━━ 提示文 ━━

FXニュース:日経平均下落リスク回避
2025年2月25日
東西FXニュース – 2025年02月25日
文/八木 – 東西FXリサーチチーム
主な点:
- 米関税と対中半導体規制
- 米AI株下落もダウは反発
- 米主要株価決算報告警戒
- 米ダラス連銀製造景況減
- 日米10年債利回り低下
- 仏英訪米会談軍事費懸念
今日2025年2月25日火曜日の日本の東京外国為替市場の今朝9時頃から今夜17時頃までの対ドル円相場の為替レートの値動きは、円の安値でドルの高値の150円30銭付近から、円の高値でドルの安値の149円19銭付近の値幅約1円11銭で、今夜17時の東京外国為替市場の対ドル円相場の終値は149円28銭付近と、世界FX市場の前営業日同時刻にあたる昨日17時の149円47〜48銭付近と比較すると約19銭の円高ドル安で、日本市場の祝日連休前の前営業日同時刻にあたる先週金曜日17時の150円55銭付近の前東京終値比では約1円27銭の大幅な円高ドル安であった。
今日の為替相場の値動きの主な要因と時間に沿った世界外国為替証拠金取引 (FX / Foreign Exchange) マーケット・トレンドの動向と分析はまず、昨日の日本市場は祝日連休で休場であったが、昨夜の欧州市場と英国ロンドン外国為替市場では、前日には揃って大幅下落していた米国主要株価三指数の先物が一時反発を見せた時間などがあり、低リスク通貨の円の利益確定売りや持ち高調整が入ったことや、先週末のドイツ総選挙後に暫定の開票結果が市場予想通りとなり一時買われて上昇した欧州ユーロにも連立政権の不透明感や欧州景気懸念などから利益確定売りや持ち高調整でドルが買い戻されていた影響では、昨夜21時34分頃にドルは円相場で一時149円83銭付近に前東京終値比での下げ幅を縮小していた。

━━━
━━ データ一覧 ━━

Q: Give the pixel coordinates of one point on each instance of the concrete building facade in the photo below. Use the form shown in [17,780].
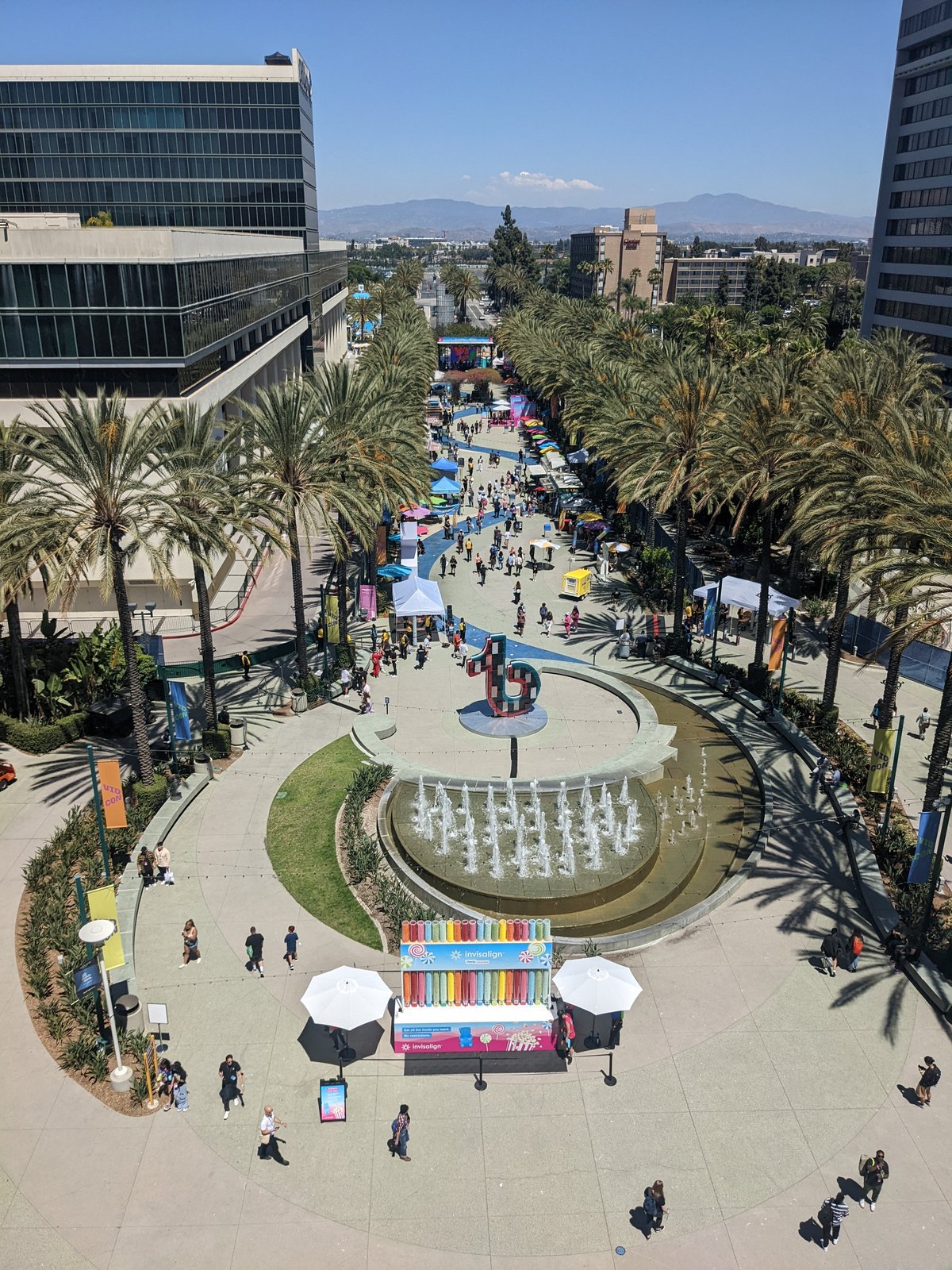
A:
[639,245]
[909,281]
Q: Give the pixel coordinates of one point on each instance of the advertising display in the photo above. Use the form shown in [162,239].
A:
[475,987]
[333,1108]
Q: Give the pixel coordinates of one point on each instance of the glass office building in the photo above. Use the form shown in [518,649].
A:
[216,148]
[909,279]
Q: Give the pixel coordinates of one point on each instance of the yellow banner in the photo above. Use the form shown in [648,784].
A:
[102,903]
[333,616]
[777,638]
[879,779]
[111,793]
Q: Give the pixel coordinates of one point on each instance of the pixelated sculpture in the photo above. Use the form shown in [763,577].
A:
[492,664]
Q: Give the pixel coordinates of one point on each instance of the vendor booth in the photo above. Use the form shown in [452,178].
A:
[577,584]
[479,986]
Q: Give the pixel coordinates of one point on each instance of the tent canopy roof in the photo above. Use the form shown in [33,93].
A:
[744,594]
[418,597]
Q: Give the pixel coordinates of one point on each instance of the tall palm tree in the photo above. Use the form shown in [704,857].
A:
[755,448]
[658,448]
[190,448]
[95,484]
[17,463]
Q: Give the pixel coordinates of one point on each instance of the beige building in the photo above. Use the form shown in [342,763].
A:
[635,251]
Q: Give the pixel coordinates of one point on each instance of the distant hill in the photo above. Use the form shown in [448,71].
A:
[712,215]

━━━

**課題 1**
提示文のうち、「FXニュース:日経平均下落リスク回避」を含む語句から始め、「の大幅な円高ドル安であった。」の後で終わる部分を、「円高ドル安」を「ドル安円高」に置き換えて書き直してください。
**課題 2**
提示文によれば、昨夜の欧州市場とロンドン外国為替市場で低リスク通貨の円に利益確定売りや持ち高調整が入ったのはなぜか。1〜3文で説明せよ。
一覧は提示文とは別の資料である。

**出力結果 1**
FXニュース:日経平均下落リスク回避
2025年2月25日
東西FXニュース – 2025年02月25日
文/八木 – 東西FXリサーチチーム
主な点:
- 米関税と対中半導体規制
- 米AI株下落もダウは反発
- 米主要株価決算報告警戒
- 米ダラス連銀製造景況減
- 日米10年債利回り低下
- 仏英訪米会談軍事費懸念
今日2025年2月25日火曜日の日本の東京外国為替市場の今朝9時頃から今夜17時頃までの対ドル円相場の為替レートの値動きは、円の安値でドルの高値の150円30銭付近から、円の高値でドルの安値の149円19銭付近の値幅約1円11銭で、今夜17時の東京外国為替市場の対ドル円相場の終値は149円28銭付近と、世界FX市場の前営業日同時刻にあたる昨日17時の149円47〜48銭付近と比較すると約19銭のドル安円高で、日本市場の祝日連休前の前営業日同時刻にあたる先週金曜日17時の150円55銭付近の前東京終値比では約1円27銭の大幅なドル安円高であった。

**出力結果 2**
前日に揃って大幅下落していた米国主要株価三指数の先物が、一時反発を見せた時間などがあったからだ。